----- Records supplied -----

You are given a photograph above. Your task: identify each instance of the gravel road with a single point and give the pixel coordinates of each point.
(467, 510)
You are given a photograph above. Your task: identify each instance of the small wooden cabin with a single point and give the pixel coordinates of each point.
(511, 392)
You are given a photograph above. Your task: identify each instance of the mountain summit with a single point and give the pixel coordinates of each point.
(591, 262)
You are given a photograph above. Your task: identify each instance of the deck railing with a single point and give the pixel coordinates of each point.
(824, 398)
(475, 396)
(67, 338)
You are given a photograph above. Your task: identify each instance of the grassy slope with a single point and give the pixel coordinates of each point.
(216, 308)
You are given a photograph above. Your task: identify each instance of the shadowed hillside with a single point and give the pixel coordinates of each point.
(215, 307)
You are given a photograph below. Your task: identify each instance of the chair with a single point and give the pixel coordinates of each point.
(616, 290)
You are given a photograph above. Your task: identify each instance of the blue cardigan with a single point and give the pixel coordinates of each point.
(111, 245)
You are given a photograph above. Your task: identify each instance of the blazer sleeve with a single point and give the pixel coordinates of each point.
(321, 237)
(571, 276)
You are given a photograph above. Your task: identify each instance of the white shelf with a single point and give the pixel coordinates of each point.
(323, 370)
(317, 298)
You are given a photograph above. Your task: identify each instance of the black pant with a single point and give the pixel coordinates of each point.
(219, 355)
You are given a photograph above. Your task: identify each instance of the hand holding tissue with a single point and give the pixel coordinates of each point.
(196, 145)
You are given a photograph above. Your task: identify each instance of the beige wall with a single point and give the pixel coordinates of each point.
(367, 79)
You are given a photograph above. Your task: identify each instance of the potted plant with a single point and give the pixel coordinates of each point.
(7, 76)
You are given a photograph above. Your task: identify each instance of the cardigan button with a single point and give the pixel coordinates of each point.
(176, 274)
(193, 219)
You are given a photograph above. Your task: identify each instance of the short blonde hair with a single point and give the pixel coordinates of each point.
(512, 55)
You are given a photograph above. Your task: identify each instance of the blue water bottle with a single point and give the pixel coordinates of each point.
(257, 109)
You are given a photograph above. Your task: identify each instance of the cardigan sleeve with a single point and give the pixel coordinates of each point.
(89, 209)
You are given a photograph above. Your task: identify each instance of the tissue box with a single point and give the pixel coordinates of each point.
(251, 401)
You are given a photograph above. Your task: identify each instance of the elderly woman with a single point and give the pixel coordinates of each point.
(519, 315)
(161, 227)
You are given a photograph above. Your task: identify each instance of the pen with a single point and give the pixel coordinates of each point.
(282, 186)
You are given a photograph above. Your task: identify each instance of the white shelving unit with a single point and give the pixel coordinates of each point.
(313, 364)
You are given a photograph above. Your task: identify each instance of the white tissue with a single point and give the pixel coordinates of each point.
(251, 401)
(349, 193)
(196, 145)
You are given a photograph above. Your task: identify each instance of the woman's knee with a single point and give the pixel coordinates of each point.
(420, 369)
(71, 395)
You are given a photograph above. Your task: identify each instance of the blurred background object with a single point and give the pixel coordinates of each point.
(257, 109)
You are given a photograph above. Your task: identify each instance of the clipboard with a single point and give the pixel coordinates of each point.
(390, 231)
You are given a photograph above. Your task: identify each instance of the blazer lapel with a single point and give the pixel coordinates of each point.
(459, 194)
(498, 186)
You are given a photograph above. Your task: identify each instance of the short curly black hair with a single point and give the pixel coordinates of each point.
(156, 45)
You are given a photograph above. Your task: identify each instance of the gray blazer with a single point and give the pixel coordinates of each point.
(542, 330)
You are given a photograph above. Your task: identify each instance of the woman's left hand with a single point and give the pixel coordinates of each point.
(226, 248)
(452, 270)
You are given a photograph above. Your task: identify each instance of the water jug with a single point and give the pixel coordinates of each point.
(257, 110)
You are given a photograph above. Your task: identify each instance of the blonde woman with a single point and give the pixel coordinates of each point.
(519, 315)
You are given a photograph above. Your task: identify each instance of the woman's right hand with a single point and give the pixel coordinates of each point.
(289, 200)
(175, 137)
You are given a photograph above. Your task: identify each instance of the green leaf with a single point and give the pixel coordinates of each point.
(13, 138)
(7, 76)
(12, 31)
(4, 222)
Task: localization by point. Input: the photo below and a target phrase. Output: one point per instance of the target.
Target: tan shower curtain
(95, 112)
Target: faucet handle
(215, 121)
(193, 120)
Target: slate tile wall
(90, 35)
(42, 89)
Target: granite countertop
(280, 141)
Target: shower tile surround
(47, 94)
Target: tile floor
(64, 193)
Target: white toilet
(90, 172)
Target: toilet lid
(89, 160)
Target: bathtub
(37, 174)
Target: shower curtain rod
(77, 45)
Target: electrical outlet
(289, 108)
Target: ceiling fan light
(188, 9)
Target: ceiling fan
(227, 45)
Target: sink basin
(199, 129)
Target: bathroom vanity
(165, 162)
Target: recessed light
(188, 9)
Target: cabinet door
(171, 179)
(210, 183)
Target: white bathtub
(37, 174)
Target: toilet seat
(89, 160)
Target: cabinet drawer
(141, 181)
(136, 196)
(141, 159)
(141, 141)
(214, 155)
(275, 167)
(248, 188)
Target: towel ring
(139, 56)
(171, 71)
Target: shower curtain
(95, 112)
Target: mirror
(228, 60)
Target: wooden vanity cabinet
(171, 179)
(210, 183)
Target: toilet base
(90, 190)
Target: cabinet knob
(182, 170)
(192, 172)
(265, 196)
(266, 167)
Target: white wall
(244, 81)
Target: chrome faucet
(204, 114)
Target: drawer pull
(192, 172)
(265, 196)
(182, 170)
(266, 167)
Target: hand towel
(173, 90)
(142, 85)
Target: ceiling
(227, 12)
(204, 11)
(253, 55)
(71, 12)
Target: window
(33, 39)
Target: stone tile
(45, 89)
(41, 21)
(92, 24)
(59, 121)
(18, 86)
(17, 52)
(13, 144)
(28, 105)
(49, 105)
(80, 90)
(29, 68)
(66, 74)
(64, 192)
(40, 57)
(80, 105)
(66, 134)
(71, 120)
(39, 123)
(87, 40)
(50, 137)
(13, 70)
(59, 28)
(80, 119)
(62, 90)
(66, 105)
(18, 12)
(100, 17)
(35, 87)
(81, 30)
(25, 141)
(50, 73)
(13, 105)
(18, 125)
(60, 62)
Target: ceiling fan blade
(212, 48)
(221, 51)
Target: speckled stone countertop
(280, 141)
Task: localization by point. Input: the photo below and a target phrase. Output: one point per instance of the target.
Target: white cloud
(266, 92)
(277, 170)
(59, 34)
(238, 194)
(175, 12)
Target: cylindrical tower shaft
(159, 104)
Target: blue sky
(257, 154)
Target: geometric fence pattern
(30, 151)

-----

§ **Task details**
Everything from the line with "Target: hand towel" through the last line of the material above should be echoed exactly, and nothing else.

§ **Task result**
Target: hand towel
(173, 90)
(142, 85)
Target: ceiling
(227, 12)
(204, 11)
(253, 55)
(71, 12)
Target: window
(33, 39)
Target: stone tile
(45, 89)
(41, 21)
(92, 24)
(59, 121)
(18, 86)
(17, 52)
(13, 144)
(28, 105)
(49, 105)
(80, 90)
(29, 68)
(66, 74)
(64, 192)
(40, 57)
(80, 105)
(66, 134)
(71, 120)
(39, 123)
(87, 40)
(50, 137)
(13, 70)
(59, 28)
(80, 119)
(62, 90)
(66, 105)
(18, 12)
(100, 17)
(35, 87)
(81, 30)
(25, 141)
(50, 73)
(13, 105)
(18, 125)
(60, 62)
Target: ceiling fan blade
(212, 48)
(221, 51)
Target: speckled stone countertop
(280, 141)
Task: localization by point. Input: the photo below and a target phrase. Output: one point per instance of the target.
Target: white cloud
(266, 92)
(277, 170)
(59, 34)
(238, 194)
(175, 12)
Target: cylindrical tower shaft
(159, 104)
Target: blue sky
(257, 154)
Target: geometric fence pattern
(30, 151)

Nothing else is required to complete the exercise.